(Prompt 1) Repeat the lines of the entries below word for word, starting with the line containing "Draw the outline" and going on through the line containing "Read each instance's".

(Page extract)

=-=-=-=-=

Posts tagged: statistics

“So this (Fantasy Baseball) team is perfect”

By Rathan Haran, March 2, 2011 12:50 pm

It’s almost fantasy baseball time again and although my slow starting roster made a respectable run to finish in 4th, I didn’t re-capture the title which I won in 2008.  The consolation prize is that our commissioner, Hans Ruddilicious, for the 9th straight season did not win a title, settling for his record breaking/setting fourth 2nd play finish (see Bills, Buffalo – 1990, 1991, 1992, 1993).

Last year’s champ christened this year’s bulletin board with this fine piece of smack talk:

“i just took a quick glance at the initial rankings and the top 10 players looked like the 2010 Championship Bag of Poo lineup. weird…”

This got me thinking about what it would take to build a team that would perfectly beat any other roster of players, even if you were able to pick the same players (barring obvious ties).  It would seem that a baseball season, with 162 games would be enough to do statistical analysis, although we’d probably want to dampen the volatility a bit by looking at it on a weekly basis.  In this case, building a Monte Carlo simulation model and running thousands of scenarios could give you a good idea of which players would be best to wager a high draft pick on.

This would be a pretty good start, but what about other factors like injury proneness, skills progression/deterioration, team/lineup changes, and to a lesser degree strength of schedule and home field advantages/disadvantages?  It would be a pretty cool analysis to do to try to capture a bit of an edge in your fantasy league (i.e., look for Give It More Hand to return to the top of the standing this year).  Plus, it would be a pretty fun to put to the test our fantasy expertise, especially for bragging rights.

I came across this site that is bringing this concept to life, although not for fantasy baseball.  fantisserie.com looks like a game that lets you put your fantasy shit-talking to the test in a weekly competition for cash prizes.  The entry free is pretty nominal, about the cost of most iPhone and Android apps or a drunk impulse purchase of a Slim Jim from the local deli at 4:30AM, and they are offering a pretty large cash prize to anyone that can hit perfection for a week.

=-=-=-=-=

(Exercise data)
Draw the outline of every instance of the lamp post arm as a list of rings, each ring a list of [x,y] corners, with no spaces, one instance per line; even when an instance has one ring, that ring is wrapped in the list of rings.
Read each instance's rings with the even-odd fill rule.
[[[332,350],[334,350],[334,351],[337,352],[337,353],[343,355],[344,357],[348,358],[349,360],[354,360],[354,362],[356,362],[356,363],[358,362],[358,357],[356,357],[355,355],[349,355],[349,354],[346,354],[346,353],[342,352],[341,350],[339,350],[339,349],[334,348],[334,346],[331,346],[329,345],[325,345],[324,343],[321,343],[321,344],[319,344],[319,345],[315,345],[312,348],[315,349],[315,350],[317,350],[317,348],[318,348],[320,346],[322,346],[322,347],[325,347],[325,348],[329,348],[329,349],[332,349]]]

=-=-=-=-=

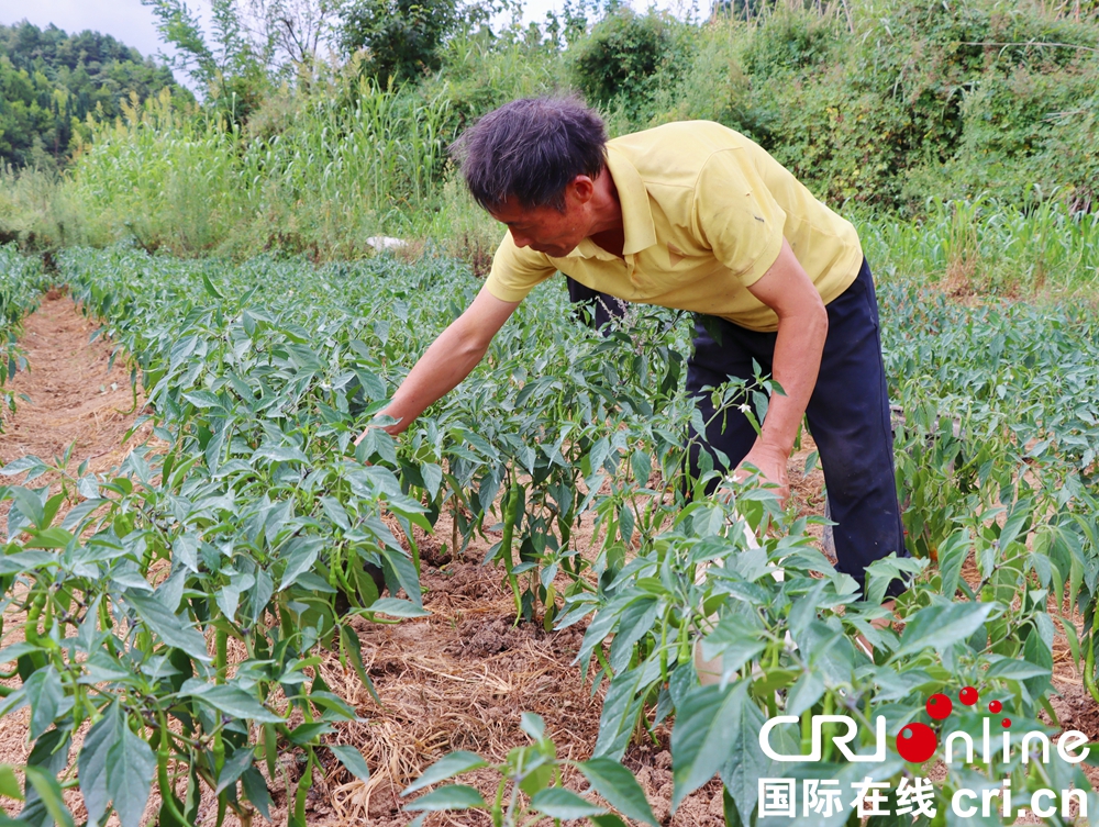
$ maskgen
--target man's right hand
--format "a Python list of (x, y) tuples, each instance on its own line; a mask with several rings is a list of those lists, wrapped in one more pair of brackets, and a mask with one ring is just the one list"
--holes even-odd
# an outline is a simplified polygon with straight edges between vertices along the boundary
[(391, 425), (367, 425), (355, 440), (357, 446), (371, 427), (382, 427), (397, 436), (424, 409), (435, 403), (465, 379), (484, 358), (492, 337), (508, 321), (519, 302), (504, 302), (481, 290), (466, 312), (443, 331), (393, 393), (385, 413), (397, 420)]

=-=-=-=-=

(Prompt 2) Transcribe the fantasy baseball post above word for word, starting with "Last year’s champ" and going on through "draft pick on.".

(Exercise answer 1)
Draw the outline of every instance of the lamp post arm as a list of rings, each ring a list of [x,y] corners, with no spaces, one instance per line; even when an instance has one ring, that ring is wrapped in the list of rings.
Read each instance's rings with the even-odd fill rule.

(Exercise answer 2)
Last year’s champ christened this year’s bulletin board with this fine piece of smack talk:

“i just took a quick glance at the initial rankings and the top 10 players looked like the 2010 Championship Bag of Poo lineup. weird…”

This got me thinking about what it would take to build a team that would perfectly beat any other roster of players, even if you were able to pick the same players (barring obvious ties).  It would seem that a baseball season, with 162 games would be enough to do statistical analysis, although we’d probably want to dampen the volatility a bit by looking at it on a weekly basis.  In this case, building a Monte Carlo simulation model and running thousands of scenarios could give you a good idea of which players would be best to wager a high draft pick on.